Update the lines from the one containing "Please annotate the wooden" through the end of the listing below, inclusive, by replacing "wooden rack" with "metal shelf" and leaving everything else unchanged. Return only those lines.

*DATASET:*
═══
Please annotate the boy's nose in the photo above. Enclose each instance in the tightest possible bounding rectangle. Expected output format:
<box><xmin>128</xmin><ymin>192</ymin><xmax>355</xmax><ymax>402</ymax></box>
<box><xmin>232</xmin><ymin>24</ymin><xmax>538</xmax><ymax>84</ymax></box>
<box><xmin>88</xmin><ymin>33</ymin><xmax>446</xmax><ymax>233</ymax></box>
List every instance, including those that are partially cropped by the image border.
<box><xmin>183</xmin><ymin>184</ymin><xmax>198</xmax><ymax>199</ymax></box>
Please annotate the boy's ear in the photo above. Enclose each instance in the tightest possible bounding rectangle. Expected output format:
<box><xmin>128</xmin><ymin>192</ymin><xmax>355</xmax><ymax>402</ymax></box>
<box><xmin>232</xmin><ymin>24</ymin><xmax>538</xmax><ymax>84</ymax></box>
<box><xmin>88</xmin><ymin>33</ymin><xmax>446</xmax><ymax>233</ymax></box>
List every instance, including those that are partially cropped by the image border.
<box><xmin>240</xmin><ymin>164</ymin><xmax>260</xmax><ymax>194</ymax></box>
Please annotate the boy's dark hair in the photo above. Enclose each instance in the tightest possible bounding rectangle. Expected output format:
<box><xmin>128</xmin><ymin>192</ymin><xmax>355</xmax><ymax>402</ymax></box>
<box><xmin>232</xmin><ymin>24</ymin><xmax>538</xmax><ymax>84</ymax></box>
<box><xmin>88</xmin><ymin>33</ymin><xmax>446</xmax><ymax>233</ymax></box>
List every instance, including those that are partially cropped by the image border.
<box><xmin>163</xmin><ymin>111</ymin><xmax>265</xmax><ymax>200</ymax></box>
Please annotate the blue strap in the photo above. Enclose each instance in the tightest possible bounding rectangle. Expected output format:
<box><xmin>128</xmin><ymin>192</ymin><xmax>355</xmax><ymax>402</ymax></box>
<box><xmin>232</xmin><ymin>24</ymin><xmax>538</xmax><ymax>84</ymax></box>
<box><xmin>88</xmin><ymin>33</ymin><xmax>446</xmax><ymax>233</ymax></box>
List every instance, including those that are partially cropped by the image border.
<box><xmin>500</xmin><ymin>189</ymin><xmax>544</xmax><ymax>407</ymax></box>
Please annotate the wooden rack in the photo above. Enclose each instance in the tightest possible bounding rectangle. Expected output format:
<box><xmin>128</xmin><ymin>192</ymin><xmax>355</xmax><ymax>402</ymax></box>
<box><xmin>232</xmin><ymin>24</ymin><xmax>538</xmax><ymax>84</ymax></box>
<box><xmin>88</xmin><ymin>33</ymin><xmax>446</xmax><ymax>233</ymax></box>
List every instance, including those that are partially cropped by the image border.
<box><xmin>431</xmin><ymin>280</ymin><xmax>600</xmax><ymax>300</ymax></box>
═══
*SOLUTION TO THE EXERCISE:*
Please annotate the metal shelf in the photo above. Enclose each instance in the tightest possible bounding rectangle. Expected output format:
<box><xmin>128</xmin><ymin>192</ymin><xmax>355</xmax><ymax>402</ymax></box>
<box><xmin>232</xmin><ymin>24</ymin><xmax>538</xmax><ymax>84</ymax></box>
<box><xmin>88</xmin><ymin>33</ymin><xmax>446</xmax><ymax>233</ymax></box>
List every instance, including those that are partially cropped by the image border.
<box><xmin>431</xmin><ymin>280</ymin><xmax>600</xmax><ymax>300</ymax></box>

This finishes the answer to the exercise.